__Exercise goal__:
Whenever a line in the data contains "parsley", show that line.

━━━━━━━━━━━━━━━━━━━━━━━━━━━━━━

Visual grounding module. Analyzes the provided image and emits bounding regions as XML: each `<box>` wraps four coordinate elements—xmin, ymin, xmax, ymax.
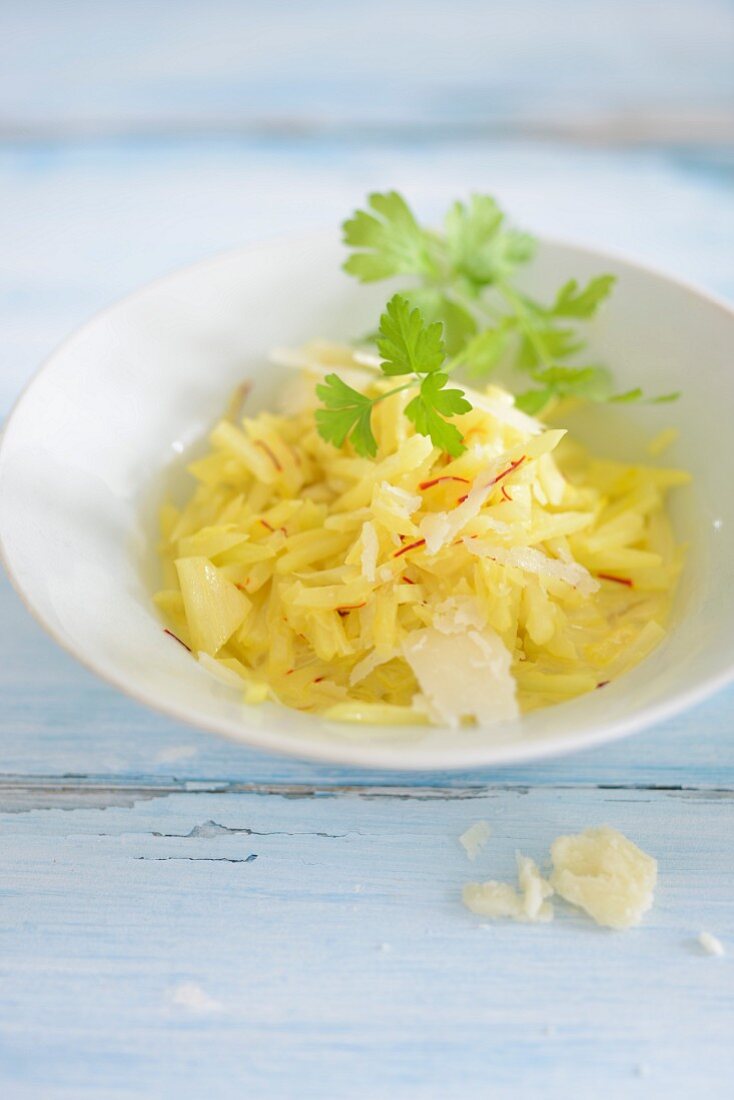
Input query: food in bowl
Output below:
<box><xmin>153</xmin><ymin>192</ymin><xmax>687</xmax><ymax>727</ymax></box>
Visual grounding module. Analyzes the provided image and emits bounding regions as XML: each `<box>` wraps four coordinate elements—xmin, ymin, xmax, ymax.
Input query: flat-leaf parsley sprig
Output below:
<box><xmin>342</xmin><ymin>191</ymin><xmax>678</xmax><ymax>414</ymax></box>
<box><xmin>315</xmin><ymin>294</ymin><xmax>471</xmax><ymax>458</ymax></box>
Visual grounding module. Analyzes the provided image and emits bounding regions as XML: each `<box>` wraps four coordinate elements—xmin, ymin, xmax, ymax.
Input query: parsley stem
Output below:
<box><xmin>371</xmin><ymin>380</ymin><xmax>417</xmax><ymax>405</ymax></box>
<box><xmin>498</xmin><ymin>284</ymin><xmax>553</xmax><ymax>369</ymax></box>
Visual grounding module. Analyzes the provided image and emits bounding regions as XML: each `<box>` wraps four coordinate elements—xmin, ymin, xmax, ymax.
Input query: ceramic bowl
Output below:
<box><xmin>1</xmin><ymin>233</ymin><xmax>733</xmax><ymax>769</ymax></box>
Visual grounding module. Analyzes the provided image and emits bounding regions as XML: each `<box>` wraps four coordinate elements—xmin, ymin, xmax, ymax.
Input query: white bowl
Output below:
<box><xmin>1</xmin><ymin>233</ymin><xmax>733</xmax><ymax>770</ymax></box>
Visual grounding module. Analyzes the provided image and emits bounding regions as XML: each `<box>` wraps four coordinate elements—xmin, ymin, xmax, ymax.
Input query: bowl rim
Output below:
<box><xmin>2</xmin><ymin>229</ymin><xmax>734</xmax><ymax>772</ymax></box>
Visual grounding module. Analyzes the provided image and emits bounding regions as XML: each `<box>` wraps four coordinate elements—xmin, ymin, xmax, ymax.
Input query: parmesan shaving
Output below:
<box><xmin>463</xmin><ymin>827</ymin><xmax>657</xmax><ymax>930</ymax></box>
<box><xmin>433</xmin><ymin>595</ymin><xmax>487</xmax><ymax>635</ymax></box>
<box><xmin>379</xmin><ymin>481</ymin><xmax>422</xmax><ymax>516</ymax></box>
<box><xmin>463</xmin><ymin>881</ymin><xmax>526</xmax><ymax>921</ymax></box>
<box><xmin>403</xmin><ymin>626</ymin><xmax>519</xmax><ymax>728</ymax></box>
<box><xmin>269</xmin><ymin>342</ymin><xmax>374</xmax><ymax>390</ymax></box>
<box><xmin>550</xmin><ymin>826</ymin><xmax>657</xmax><ymax>929</ymax></box>
<box><xmin>465</xmin><ymin>542</ymin><xmax>600</xmax><ymax>596</ymax></box>
<box><xmin>462</xmin><ymin>383</ymin><xmax>544</xmax><ymax>435</ymax></box>
<box><xmin>463</xmin><ymin>852</ymin><xmax>553</xmax><ymax>923</ymax></box>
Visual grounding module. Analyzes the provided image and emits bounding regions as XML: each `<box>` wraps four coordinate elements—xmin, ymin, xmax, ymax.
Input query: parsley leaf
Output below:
<box><xmin>610</xmin><ymin>388</ymin><xmax>681</xmax><ymax>405</ymax></box>
<box><xmin>341</xmin><ymin>191</ymin><xmax>638</xmax><ymax>412</ymax></box>
<box><xmin>402</xmin><ymin>288</ymin><xmax>478</xmax><ymax>357</ymax></box>
<box><xmin>550</xmin><ymin>276</ymin><xmax>616</xmax><ymax>319</ymax></box>
<box><xmin>448</xmin><ymin>321</ymin><xmax>515</xmax><ymax>377</ymax></box>
<box><xmin>514</xmin><ymin>388</ymin><xmax>555</xmax><ymax>415</ymax></box>
<box><xmin>405</xmin><ymin>373</ymin><xmax>471</xmax><ymax>457</ymax></box>
<box><xmin>445</xmin><ymin>195</ymin><xmax>535</xmax><ymax>290</ymax></box>
<box><xmin>516</xmin><ymin>326</ymin><xmax>585</xmax><ymax>372</ymax></box>
<box><xmin>377</xmin><ymin>294</ymin><xmax>445</xmax><ymax>376</ymax></box>
<box><xmin>514</xmin><ymin>364</ymin><xmax>613</xmax><ymax>414</ymax></box>
<box><xmin>315</xmin><ymin>374</ymin><xmax>378</xmax><ymax>457</ymax></box>
<box><xmin>529</xmin><ymin>364</ymin><xmax>603</xmax><ymax>390</ymax></box>
<box><xmin>315</xmin><ymin>296</ymin><xmax>473</xmax><ymax>457</ymax></box>
<box><xmin>342</xmin><ymin>192</ymin><xmax>436</xmax><ymax>283</ymax></box>
<box><xmin>332</xmin><ymin>190</ymin><xmax>680</xmax><ymax>442</ymax></box>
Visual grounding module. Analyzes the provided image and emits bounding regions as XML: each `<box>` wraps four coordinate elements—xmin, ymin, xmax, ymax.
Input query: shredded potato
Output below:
<box><xmin>154</xmin><ymin>342</ymin><xmax>688</xmax><ymax>726</ymax></box>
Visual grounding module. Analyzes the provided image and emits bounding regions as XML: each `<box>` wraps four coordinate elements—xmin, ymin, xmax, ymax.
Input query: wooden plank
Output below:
<box><xmin>0</xmin><ymin>785</ymin><xmax>731</xmax><ymax>1097</ymax></box>
<box><xmin>0</xmin><ymin>9</ymin><xmax>730</xmax><ymax>1089</ymax></box>
<box><xmin>0</xmin><ymin>0</ymin><xmax>732</xmax><ymax>141</ymax></box>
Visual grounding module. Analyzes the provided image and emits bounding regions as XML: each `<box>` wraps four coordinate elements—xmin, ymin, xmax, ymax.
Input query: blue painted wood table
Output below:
<box><xmin>1</xmin><ymin>3</ymin><xmax>733</xmax><ymax>1096</ymax></box>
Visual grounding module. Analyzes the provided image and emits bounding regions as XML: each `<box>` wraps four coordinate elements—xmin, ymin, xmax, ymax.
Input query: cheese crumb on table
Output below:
<box><xmin>168</xmin><ymin>982</ymin><xmax>222</xmax><ymax>1014</ymax></box>
<box><xmin>462</xmin><ymin>852</ymin><xmax>553</xmax><ymax>923</ymax></box>
<box><xmin>550</xmin><ymin>826</ymin><xmax>657</xmax><ymax>929</ymax></box>
<box><xmin>698</xmin><ymin>931</ymin><xmax>726</xmax><ymax>957</ymax></box>
<box><xmin>459</xmin><ymin>820</ymin><xmax>492</xmax><ymax>861</ymax></box>
<box><xmin>517</xmin><ymin>854</ymin><xmax>554</xmax><ymax>921</ymax></box>
<box><xmin>462</xmin><ymin>825</ymin><xmax>657</xmax><ymax>930</ymax></box>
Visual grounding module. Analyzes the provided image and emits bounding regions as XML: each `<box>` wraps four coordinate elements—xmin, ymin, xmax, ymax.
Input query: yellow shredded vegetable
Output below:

━━━━━━━━━━━━━━━━━━━━━━━━━━━━━━

__Exercise output__:
Input query: flat-leaf parsley sprig
Input query: parsley stem
Input query: parsley leaf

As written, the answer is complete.